Begin Working data
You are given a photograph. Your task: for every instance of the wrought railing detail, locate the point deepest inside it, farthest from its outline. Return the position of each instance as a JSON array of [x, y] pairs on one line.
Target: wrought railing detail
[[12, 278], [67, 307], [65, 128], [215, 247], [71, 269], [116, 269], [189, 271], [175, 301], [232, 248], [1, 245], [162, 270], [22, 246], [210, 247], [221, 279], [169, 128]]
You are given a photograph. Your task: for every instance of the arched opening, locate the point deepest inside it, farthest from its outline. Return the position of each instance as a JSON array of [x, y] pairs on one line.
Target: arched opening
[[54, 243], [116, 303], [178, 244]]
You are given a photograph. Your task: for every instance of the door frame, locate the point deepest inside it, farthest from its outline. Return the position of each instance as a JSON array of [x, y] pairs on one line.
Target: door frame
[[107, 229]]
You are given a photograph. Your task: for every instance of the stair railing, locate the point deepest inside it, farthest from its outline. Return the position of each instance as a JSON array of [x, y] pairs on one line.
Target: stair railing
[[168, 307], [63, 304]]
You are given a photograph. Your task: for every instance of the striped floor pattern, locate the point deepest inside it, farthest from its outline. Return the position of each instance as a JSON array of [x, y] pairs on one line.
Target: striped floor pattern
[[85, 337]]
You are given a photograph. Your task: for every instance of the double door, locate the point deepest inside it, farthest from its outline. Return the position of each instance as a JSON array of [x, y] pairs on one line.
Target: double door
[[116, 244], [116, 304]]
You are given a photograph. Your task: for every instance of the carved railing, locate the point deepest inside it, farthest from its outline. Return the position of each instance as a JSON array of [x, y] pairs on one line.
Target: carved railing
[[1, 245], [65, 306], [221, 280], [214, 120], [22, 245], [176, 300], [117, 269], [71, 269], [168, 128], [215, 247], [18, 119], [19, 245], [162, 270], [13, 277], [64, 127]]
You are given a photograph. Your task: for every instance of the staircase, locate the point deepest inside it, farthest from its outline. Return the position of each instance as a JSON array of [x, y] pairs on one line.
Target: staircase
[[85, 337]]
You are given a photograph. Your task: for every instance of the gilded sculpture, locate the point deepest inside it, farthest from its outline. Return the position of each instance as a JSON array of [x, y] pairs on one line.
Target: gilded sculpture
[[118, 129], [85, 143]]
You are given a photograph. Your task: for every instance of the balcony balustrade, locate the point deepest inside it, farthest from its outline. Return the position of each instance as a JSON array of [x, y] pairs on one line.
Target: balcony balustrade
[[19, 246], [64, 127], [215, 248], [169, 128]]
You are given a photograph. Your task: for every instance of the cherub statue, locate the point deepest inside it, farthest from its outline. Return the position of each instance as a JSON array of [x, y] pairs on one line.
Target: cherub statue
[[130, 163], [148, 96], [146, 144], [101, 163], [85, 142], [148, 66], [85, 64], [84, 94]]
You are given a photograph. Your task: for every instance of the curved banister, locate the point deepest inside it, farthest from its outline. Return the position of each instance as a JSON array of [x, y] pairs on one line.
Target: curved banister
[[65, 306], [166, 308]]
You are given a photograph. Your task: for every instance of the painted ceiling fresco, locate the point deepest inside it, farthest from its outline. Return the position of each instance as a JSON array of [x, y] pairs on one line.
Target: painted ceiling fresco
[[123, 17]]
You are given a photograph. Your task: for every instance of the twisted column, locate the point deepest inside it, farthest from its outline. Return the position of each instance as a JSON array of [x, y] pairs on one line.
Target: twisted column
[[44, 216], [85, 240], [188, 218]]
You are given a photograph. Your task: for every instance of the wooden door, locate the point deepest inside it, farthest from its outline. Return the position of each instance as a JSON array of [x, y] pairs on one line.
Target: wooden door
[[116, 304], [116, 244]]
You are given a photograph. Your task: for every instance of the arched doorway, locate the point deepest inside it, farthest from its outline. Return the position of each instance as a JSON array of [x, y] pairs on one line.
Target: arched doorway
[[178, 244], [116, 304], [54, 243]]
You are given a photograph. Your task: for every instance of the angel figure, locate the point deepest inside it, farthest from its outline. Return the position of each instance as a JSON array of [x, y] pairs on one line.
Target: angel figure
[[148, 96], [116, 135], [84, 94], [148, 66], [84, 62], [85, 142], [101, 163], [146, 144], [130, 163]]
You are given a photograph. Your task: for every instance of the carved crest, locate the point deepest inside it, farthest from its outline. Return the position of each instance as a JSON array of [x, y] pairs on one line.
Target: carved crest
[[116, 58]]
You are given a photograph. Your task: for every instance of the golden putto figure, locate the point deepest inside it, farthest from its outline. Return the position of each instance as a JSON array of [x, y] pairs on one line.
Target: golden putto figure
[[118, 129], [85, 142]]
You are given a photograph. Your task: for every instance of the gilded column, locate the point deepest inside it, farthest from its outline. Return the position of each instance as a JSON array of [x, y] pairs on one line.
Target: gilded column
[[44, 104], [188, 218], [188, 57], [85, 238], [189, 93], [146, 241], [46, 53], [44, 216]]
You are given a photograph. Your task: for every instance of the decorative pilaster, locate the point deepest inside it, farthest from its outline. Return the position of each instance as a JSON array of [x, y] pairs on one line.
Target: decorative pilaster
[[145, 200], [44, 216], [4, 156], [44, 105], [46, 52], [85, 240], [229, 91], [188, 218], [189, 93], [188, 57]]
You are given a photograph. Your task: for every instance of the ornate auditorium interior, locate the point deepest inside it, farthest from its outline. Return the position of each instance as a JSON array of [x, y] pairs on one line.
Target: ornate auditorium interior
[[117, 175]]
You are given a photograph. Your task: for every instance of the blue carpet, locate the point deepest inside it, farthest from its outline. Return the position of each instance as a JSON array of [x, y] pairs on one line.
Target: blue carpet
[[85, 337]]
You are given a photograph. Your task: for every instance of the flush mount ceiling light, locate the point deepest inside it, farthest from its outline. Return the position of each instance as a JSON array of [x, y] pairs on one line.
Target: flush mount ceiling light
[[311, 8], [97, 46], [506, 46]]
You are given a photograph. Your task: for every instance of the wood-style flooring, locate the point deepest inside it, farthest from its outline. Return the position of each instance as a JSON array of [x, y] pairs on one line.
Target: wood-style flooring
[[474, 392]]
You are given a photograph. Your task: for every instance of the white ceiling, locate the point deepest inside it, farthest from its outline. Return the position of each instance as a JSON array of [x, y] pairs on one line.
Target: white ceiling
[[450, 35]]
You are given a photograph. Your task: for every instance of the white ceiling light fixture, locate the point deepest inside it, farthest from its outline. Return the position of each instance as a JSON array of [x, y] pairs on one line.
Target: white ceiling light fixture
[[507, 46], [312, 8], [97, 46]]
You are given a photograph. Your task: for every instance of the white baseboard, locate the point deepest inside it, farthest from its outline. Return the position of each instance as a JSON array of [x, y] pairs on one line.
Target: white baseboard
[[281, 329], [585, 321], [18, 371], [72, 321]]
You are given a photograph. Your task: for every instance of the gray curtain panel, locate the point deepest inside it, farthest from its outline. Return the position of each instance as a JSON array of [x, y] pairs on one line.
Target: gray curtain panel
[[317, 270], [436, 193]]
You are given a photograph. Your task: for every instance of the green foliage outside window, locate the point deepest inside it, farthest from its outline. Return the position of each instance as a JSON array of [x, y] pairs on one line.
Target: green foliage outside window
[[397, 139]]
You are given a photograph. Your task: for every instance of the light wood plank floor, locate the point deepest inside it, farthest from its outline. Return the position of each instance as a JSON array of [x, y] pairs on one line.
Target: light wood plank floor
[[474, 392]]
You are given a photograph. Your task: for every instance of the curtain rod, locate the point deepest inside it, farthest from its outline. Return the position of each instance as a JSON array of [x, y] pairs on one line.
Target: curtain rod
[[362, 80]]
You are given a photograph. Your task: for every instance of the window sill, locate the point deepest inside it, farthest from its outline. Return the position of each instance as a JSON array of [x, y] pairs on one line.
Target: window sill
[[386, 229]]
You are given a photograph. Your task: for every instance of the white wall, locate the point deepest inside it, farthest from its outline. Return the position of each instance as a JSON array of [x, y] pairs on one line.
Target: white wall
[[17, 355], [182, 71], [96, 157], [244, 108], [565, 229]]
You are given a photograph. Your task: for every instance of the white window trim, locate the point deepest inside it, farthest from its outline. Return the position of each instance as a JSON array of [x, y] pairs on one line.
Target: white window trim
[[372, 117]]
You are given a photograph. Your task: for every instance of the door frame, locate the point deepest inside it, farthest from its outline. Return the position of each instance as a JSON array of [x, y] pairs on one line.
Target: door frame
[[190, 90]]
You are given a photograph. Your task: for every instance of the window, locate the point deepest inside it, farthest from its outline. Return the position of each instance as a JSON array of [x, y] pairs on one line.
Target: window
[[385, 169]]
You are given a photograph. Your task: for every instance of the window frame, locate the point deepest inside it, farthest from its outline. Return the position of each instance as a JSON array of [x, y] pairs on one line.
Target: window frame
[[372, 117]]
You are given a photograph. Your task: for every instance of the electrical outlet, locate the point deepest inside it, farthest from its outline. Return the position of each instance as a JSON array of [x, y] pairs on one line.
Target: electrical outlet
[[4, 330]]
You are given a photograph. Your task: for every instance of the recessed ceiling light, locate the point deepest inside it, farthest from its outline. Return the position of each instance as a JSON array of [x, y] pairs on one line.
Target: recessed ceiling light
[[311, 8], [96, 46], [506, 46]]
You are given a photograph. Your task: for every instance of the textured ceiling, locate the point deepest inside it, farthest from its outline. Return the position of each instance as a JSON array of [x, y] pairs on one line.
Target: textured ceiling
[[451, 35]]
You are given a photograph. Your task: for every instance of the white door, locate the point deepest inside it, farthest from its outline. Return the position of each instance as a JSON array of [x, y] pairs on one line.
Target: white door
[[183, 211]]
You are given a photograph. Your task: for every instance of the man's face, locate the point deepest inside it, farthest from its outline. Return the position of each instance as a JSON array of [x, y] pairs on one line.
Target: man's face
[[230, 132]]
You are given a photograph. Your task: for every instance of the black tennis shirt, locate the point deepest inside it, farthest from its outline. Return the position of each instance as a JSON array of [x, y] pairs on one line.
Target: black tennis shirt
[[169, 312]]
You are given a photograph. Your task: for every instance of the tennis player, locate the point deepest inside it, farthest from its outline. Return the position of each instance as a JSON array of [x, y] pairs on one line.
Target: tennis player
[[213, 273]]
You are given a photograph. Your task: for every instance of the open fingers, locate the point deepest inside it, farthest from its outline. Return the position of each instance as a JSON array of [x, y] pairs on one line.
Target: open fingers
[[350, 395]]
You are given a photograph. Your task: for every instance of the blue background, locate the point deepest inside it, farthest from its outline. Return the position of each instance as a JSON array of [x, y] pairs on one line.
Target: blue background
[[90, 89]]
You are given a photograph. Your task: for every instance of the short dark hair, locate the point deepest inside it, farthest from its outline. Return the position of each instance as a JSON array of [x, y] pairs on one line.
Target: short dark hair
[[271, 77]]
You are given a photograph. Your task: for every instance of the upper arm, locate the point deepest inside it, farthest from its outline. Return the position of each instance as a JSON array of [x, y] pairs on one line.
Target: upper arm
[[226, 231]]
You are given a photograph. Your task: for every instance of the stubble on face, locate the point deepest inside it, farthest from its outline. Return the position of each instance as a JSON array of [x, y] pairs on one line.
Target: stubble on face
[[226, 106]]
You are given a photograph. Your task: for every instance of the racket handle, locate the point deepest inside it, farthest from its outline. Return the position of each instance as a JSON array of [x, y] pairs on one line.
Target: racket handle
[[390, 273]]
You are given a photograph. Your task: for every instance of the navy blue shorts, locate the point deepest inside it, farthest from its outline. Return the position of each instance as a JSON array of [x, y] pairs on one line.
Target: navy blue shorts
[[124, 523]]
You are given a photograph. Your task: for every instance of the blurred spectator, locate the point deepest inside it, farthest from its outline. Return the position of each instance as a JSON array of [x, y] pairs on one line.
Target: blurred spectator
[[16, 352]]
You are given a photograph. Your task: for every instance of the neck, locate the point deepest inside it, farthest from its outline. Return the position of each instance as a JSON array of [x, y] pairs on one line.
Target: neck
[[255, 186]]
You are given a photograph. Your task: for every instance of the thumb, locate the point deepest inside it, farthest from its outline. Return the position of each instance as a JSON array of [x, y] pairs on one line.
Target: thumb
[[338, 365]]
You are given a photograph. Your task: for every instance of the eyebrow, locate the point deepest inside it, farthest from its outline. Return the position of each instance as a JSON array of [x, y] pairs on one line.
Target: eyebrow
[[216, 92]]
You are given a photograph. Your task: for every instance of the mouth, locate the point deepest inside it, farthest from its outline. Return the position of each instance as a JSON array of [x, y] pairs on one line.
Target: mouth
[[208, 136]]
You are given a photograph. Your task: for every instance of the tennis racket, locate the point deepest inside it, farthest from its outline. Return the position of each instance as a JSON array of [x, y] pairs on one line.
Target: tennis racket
End Working data
Task to carry out: Take the line with "of the stubble" and all lines after it through the end of the records, and write them out exactly; include nothing else.

Correct result:
You are given a photograph. Your task: for every instance of the stubble on face, locate the point deepest inside it, farthest from its outline. Return the position of each instance as a JSON array of [x, y] pairs on one line.
Target: stubble on face
[[226, 106]]
You are given a photograph. Your task: for every instance of the racket handle, locate the point deepest inside it, farthest from its outline. Return the position of each instance as a JSON array of [x, y] pairs on one line.
Target: racket handle
[[390, 273]]
You are given a photograph. Your task: for every instance of the navy blue shorts, locate the point deepest inside it, farthest from its outline. Return the position of each instance as a JSON array of [x, y] pairs on one line.
Target: navy blue shorts
[[124, 523]]
You are given a photograph. Your task: for every instance of the blurred spectator, locate the point deepest inside it, farthest from its outline. Return the position of each instance as a JSON array of [x, y] pairs on one line.
Target: blurred spectator
[[16, 352]]
You are given a photograph. Your task: for every instance of the neck, locate the point deepest inside it, farthest from its outline. Return the position of each instance as a JSON array of [x, y] pairs on one line.
Target: neck
[[255, 186]]
You are given a photograph. Your task: for every instance of the thumb, locate the point deepest inside it, farthest from its outline. Return the position of each instance as a JSON array of [x, y] pairs on one line.
Target: thumb
[[338, 365]]
You are given a photograph. Your task: for every instance of the eyebrow, locate the point deepest inside it, farthest from its outline. Return the position of each instance as a JSON array of [x, y] pairs on one line.
Target: eyebrow
[[216, 92]]
You are given a photograph. Your task: for every instance of the mouth, locate the point deepest inside it, farthest from its outline. Return the position of each instance as a JSON array of [x, y] pairs on one line.
Target: mouth
[[208, 136]]
You are given a photograph. Your task: for every instance of the tennis racket, locate the point deepest inside it, farthest from its outline. Return the position of each instance as a JSON array of [x, y] pairs on one line.
Target: tennis racket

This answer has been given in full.